◆ **ACTIVITY**: Find "Please point out the reed" in the data below; transcribe the line it appears on and each line after it, exactly, to the end, and nothing else.

[Recorded data]
--------

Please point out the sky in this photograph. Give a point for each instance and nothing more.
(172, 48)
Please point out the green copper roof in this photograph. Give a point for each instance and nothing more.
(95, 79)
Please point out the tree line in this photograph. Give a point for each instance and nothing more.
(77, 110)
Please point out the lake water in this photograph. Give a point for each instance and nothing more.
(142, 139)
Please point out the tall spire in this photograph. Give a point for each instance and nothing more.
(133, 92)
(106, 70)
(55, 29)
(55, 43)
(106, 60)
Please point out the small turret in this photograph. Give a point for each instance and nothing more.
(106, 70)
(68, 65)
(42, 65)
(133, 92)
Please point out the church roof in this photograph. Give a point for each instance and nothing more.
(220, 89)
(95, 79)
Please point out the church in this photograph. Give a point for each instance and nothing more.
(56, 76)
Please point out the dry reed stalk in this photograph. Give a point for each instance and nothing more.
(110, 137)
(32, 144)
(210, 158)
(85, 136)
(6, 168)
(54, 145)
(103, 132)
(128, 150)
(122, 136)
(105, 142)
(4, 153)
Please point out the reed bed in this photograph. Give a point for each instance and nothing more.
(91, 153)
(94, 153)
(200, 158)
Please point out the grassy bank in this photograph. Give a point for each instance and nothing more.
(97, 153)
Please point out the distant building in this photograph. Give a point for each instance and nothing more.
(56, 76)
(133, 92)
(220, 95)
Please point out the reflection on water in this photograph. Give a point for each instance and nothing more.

--------

◆ **SOLUTION FOR THIS EXERCISE**:
Please point out the reed bed in this photograph. Give a point for each instance and nothing more.
(91, 153)
(94, 153)
(200, 158)
Please point out the grassy bank in this photograph. Give a point for each instance and nothing more.
(97, 153)
Please point out the distant building in this photograph. Give a point for each instance and nothing more.
(56, 76)
(133, 92)
(220, 95)
Please point out the reflection on water in this photograph. Give a point for each instance and nothing more.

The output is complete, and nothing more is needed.